Everything from the line containing "of the smooth" through the final line of the records must be transcribed verbatim; nothing else belongs in the result.

## START Source records

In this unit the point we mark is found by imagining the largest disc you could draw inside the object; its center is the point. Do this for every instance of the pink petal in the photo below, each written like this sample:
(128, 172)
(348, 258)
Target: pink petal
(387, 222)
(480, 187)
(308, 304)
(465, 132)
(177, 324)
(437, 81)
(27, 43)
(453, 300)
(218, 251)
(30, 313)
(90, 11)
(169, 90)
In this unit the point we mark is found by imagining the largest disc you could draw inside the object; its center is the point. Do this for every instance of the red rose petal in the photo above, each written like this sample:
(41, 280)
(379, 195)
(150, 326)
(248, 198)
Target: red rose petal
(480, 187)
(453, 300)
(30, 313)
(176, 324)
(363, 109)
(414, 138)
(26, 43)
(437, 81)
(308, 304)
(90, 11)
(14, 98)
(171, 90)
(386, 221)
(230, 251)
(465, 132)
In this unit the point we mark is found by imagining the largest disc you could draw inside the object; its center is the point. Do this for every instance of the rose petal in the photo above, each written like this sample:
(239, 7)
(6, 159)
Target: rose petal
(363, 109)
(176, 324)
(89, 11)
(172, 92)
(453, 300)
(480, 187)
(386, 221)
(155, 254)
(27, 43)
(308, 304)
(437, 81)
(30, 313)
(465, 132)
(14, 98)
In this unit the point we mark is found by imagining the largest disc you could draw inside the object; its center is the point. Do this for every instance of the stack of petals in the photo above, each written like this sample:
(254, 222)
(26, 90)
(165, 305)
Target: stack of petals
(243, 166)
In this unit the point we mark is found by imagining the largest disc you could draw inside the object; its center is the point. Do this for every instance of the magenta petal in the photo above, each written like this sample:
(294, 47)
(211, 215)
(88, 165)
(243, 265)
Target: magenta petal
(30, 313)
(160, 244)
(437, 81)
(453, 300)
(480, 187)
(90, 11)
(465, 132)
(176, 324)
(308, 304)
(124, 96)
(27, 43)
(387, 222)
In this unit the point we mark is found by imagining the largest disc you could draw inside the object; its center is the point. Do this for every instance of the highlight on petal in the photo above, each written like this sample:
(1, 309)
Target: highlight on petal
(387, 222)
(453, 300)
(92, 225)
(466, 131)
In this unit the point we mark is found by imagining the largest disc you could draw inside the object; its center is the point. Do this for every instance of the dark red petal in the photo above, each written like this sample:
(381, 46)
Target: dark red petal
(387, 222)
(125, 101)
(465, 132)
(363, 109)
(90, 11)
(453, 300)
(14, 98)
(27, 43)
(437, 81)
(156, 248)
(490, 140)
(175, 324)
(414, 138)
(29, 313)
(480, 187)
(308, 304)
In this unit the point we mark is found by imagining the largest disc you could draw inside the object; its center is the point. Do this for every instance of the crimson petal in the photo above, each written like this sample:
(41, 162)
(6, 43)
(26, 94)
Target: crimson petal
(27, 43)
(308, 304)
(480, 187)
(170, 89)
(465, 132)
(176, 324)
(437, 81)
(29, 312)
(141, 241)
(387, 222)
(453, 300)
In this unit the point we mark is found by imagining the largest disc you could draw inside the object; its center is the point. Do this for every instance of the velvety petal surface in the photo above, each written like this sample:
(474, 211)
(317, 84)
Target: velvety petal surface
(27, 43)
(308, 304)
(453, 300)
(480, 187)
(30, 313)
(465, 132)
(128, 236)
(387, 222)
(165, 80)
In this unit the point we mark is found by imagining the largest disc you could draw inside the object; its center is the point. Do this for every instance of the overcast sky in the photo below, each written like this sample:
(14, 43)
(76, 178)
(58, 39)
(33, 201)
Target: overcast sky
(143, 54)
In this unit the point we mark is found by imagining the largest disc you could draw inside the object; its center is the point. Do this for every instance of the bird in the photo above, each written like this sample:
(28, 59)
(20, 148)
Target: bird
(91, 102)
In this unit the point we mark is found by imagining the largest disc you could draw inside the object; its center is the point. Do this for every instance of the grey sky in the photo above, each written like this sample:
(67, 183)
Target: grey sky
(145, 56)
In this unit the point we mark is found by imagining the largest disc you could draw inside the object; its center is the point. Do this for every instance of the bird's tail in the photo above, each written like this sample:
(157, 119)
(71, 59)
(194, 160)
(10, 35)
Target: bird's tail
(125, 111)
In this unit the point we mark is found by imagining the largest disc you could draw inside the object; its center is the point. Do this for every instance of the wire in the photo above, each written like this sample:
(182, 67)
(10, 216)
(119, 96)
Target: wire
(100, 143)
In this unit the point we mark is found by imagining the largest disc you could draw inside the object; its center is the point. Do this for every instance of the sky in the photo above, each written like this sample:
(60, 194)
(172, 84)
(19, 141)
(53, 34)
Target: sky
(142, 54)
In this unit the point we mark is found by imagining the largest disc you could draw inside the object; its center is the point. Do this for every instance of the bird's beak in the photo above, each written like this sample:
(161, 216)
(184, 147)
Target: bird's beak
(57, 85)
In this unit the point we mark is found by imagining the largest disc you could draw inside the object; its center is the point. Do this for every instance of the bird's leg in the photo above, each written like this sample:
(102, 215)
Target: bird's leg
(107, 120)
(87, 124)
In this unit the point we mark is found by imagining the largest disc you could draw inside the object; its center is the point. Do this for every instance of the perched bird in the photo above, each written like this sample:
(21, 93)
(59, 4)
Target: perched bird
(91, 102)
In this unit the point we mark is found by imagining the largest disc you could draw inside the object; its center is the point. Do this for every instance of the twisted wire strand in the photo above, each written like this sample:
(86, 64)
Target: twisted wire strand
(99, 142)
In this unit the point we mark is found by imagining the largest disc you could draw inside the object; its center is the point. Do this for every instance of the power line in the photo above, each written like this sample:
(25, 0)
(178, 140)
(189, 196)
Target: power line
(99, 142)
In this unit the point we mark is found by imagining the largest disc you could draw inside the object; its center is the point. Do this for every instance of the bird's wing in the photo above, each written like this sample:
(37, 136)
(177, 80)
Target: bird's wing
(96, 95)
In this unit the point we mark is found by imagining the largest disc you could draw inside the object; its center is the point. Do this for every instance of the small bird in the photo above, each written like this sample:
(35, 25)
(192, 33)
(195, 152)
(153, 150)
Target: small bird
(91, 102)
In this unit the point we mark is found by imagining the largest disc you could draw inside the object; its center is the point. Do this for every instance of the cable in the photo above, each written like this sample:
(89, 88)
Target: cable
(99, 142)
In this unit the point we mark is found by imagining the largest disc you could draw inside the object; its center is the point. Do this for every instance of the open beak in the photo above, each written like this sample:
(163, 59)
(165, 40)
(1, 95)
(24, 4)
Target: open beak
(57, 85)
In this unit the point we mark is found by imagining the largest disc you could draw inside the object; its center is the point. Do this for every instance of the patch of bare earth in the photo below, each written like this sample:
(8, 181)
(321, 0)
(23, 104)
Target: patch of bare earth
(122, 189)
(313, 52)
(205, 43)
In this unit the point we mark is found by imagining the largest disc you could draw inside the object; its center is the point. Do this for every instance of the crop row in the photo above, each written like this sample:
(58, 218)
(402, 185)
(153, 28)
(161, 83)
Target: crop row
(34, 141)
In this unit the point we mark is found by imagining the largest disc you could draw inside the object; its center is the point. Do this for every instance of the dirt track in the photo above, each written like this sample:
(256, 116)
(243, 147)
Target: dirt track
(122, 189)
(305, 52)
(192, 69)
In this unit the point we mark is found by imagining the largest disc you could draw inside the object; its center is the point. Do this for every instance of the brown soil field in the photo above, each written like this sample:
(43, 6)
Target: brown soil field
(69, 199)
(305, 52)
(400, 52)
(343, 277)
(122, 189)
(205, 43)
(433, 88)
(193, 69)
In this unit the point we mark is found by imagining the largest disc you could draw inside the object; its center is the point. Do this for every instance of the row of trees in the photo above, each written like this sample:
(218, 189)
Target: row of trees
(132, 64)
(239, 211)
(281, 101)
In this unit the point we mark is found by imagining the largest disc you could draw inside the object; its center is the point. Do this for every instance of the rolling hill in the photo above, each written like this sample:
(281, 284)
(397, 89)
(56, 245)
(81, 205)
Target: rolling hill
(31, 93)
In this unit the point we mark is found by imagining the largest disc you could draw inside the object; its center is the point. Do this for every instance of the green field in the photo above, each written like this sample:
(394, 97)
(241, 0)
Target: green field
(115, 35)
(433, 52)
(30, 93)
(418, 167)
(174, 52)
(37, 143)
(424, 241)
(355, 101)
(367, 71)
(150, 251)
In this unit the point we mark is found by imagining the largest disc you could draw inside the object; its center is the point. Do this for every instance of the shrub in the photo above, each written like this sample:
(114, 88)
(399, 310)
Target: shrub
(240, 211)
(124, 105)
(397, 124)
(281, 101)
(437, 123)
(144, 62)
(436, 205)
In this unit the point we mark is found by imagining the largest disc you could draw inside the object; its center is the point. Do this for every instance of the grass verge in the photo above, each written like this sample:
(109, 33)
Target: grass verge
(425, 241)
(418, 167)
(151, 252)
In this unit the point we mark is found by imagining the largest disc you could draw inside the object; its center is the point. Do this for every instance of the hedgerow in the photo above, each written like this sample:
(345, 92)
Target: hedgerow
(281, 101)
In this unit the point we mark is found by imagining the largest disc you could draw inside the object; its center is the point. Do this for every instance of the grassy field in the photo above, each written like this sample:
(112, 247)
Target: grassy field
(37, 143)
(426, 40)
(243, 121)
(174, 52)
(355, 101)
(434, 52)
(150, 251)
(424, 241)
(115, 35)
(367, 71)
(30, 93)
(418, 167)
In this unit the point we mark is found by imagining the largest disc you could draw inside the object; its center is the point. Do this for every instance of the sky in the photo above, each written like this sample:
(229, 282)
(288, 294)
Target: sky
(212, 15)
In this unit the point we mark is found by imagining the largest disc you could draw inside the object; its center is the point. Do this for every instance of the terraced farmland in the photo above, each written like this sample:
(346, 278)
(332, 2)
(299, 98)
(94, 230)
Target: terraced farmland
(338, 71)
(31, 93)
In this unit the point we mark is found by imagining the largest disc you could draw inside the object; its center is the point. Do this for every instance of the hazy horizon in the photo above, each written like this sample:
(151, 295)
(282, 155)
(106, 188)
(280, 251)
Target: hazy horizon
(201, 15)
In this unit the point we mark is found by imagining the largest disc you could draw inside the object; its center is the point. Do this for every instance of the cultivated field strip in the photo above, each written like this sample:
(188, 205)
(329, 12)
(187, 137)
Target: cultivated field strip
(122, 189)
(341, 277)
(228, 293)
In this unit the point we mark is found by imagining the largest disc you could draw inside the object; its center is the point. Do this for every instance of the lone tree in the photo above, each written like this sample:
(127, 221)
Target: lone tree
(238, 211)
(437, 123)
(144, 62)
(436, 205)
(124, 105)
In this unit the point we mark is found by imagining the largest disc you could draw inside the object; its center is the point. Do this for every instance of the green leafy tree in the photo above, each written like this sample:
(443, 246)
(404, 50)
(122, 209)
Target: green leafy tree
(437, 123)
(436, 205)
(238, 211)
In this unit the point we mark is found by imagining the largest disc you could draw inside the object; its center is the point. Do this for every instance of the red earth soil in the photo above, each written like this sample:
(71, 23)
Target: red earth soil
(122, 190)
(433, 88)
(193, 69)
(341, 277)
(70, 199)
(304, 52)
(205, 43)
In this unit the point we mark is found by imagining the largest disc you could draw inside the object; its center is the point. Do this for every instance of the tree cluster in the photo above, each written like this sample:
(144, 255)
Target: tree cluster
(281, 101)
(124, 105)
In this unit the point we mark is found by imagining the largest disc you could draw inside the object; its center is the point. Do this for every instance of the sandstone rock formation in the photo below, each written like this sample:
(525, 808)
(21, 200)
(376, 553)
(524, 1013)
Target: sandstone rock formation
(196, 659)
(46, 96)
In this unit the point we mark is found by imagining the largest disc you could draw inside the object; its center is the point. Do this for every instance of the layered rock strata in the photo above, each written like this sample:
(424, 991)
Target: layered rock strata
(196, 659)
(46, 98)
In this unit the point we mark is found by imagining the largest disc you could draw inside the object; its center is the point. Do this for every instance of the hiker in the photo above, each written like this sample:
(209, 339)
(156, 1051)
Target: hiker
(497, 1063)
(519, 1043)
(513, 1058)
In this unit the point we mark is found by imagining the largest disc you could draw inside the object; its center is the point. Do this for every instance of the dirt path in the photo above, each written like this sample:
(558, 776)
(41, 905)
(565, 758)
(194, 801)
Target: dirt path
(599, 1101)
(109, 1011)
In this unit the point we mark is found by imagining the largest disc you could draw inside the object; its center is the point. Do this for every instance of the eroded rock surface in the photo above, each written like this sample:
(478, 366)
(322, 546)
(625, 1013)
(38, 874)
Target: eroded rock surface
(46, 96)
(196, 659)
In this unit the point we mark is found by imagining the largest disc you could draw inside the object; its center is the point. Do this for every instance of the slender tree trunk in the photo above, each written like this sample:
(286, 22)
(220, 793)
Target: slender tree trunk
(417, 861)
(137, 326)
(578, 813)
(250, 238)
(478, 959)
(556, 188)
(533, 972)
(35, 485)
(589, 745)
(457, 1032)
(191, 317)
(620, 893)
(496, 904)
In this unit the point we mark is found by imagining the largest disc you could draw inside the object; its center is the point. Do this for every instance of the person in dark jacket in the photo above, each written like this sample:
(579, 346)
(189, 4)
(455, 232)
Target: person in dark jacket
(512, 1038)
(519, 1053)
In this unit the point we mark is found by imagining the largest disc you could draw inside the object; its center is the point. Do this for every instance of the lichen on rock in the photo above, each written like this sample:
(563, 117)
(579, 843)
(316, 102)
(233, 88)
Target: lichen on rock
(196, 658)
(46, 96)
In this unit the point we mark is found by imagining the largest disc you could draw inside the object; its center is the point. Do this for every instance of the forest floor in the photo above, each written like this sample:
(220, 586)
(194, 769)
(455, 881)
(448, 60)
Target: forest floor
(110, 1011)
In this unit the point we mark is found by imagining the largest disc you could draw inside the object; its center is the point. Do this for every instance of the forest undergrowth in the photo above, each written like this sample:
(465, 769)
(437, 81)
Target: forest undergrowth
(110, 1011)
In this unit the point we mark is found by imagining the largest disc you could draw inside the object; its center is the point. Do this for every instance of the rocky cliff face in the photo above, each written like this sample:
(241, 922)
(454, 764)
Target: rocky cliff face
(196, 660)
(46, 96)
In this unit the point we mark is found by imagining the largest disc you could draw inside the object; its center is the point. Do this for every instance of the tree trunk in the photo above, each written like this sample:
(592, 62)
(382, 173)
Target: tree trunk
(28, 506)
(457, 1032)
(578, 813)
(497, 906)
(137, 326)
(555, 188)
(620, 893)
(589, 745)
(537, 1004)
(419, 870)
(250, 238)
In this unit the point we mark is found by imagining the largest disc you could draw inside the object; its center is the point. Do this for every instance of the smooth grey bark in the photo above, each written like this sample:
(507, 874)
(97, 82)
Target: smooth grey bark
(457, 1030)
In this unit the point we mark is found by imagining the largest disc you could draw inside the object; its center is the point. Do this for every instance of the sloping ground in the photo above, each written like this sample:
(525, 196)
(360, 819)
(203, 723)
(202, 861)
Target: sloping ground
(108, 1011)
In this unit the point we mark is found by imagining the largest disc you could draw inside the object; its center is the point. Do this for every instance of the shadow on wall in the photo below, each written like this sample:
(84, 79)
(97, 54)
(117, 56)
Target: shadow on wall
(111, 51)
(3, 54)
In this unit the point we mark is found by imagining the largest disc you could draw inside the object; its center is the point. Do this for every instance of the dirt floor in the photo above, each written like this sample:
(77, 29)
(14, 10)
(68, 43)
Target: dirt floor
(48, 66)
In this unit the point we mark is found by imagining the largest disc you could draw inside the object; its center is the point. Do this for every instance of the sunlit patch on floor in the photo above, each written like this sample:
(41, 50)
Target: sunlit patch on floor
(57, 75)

## END Source records

Reply
In this unit the point we mark is found by imagining the largest disc you could draw inside the object; its center is the point. Do this for every instance of the smooth grey bark in the photo above, each written like this sample:
(507, 874)
(97, 82)
Target: smooth grey bark
(457, 1030)
In this unit the point we mark is found by imagining the largest disc you could draw inside the object; its center is the point. Do this for every instance of the sloping ground in the photo above, each written like this sample:
(525, 196)
(360, 819)
(203, 723)
(202, 861)
Target: sloping ground
(108, 1011)
In this unit the point we mark is found by imagining the largest disc you could draw inside the object; its center is the point. Do this for every instance of the shadow on wall in the photo below, each written like this sample:
(84, 79)
(97, 54)
(117, 56)
Target: shadow on wall
(111, 51)
(3, 54)
In this unit the point we mark is found by imagining the largest disc you could draw inside the object; its center is the point. Do this for every instance of the dirt floor in the photo above, each written like this sample:
(77, 29)
(14, 10)
(68, 43)
Target: dirt floor
(48, 66)
In this unit the point we mark is found by imagining the largest disc you could draw inside the object; its center is the point. Do this for every instance of the sunlit patch on floor in the photo above, each written like this sample:
(41, 50)
Target: sunlit patch on floor
(57, 75)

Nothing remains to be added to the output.